EXERCISE INSTRUCTIONS:
Rewrite the records below, beginning at the line that contains "sack in the photo above." and stopping after the final line, with every request left unchanged. Offset each coordinate in the answers by -119.
── RECORDS FOR THE TASK
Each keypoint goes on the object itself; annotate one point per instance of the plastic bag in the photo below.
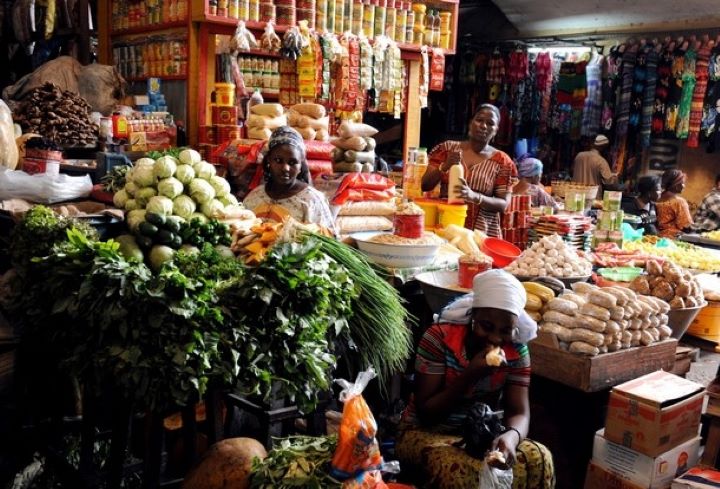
(494, 478)
(358, 451)
(43, 188)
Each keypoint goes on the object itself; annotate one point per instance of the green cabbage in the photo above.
(204, 170)
(185, 174)
(130, 187)
(134, 218)
(212, 209)
(200, 217)
(120, 199)
(221, 186)
(145, 194)
(160, 205)
(165, 167)
(228, 199)
(189, 157)
(143, 176)
(170, 187)
(159, 255)
(201, 191)
(183, 206)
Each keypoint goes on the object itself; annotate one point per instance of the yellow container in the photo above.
(225, 94)
(706, 324)
(452, 214)
(430, 208)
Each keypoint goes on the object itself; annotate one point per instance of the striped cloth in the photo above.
(696, 106)
(592, 111)
(682, 125)
(649, 97)
(441, 351)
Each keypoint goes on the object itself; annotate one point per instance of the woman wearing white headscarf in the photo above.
(452, 375)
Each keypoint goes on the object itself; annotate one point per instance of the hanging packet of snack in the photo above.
(437, 70)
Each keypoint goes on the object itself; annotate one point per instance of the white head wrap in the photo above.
(487, 290)
(499, 290)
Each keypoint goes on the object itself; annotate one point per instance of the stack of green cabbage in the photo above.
(186, 187)
(171, 190)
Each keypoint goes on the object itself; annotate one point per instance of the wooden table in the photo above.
(569, 395)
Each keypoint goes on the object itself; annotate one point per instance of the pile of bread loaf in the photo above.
(670, 283)
(590, 320)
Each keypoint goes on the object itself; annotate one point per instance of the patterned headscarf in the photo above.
(287, 135)
(529, 167)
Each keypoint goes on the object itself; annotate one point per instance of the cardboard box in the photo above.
(654, 413)
(648, 472)
(599, 478)
(697, 478)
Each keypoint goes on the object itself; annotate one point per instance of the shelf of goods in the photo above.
(207, 19)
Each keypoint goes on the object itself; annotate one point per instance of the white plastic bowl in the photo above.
(395, 255)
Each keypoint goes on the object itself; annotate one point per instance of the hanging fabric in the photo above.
(701, 83)
(683, 121)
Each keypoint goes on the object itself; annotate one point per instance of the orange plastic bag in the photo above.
(357, 454)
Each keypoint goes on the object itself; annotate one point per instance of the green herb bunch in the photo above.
(284, 314)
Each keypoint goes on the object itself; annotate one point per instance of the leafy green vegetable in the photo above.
(296, 461)
(284, 314)
(378, 332)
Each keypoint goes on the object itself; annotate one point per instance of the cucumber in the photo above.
(147, 229)
(155, 218)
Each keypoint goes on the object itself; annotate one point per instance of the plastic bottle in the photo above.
(390, 19)
(400, 21)
(380, 17)
(369, 19)
(455, 173)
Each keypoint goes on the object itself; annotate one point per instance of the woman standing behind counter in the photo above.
(489, 172)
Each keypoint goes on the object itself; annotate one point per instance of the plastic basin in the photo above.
(502, 252)
(679, 320)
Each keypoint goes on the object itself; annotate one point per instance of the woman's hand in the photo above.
(507, 445)
(468, 194)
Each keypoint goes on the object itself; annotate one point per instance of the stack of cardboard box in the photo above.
(650, 435)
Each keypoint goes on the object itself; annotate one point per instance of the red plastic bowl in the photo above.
(502, 252)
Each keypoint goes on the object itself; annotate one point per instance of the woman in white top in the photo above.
(287, 190)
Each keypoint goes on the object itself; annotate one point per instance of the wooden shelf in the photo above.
(149, 28)
(162, 77)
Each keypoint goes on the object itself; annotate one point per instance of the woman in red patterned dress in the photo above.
(489, 172)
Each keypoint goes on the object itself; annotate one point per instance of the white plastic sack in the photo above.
(43, 188)
(494, 478)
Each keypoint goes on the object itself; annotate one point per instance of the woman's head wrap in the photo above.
(673, 177)
(529, 167)
(499, 290)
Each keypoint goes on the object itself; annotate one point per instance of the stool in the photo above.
(272, 417)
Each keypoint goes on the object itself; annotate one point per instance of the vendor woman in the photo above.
(287, 191)
(489, 172)
(530, 171)
(452, 375)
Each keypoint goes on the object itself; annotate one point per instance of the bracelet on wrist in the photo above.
(516, 431)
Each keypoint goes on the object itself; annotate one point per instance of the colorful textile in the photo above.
(698, 98)
(449, 467)
(673, 216)
(707, 217)
(441, 351)
(682, 126)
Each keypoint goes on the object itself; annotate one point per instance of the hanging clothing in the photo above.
(696, 106)
(682, 126)
(592, 111)
(649, 97)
────
ANSWER TO THE EXERCISE:
Each keypoint goes on the object itself; annotate one point per instance of the white plastic sack in the photo above.
(-76, 69)
(375, 359)
Each keypoint goes on the object itself; annotate one point per instance of the woman's head wrap in the photo above.
(554, 58)
(410, 48)
(380, 171)
Each keypoint goes on the object itself; annotate one point per instance of the stool in the photo above.
(153, 298)
Each keypoint goes on the object itself; annotate one point per instance of the vendor woman in the photo above.
(168, 72)
(370, 53)
(411, 52)
(333, 256)
Each keypoint goes on the object itself; annotate one point per instance of the bracelet on wrist in the photo above.
(397, 312)
Each keypoint goes on the object itself; annotate one point per instance of the colorful textile in the photo above.
(579, -21)
(330, 348)
(554, 97)
(588, 98)
(322, 232)
(563, 7)
Each keypoint goes on the object itself; annotate one point per instance of the hanging clothing in the photo above.
(577, -13)
(563, 7)
(473, -8)
(530, -22)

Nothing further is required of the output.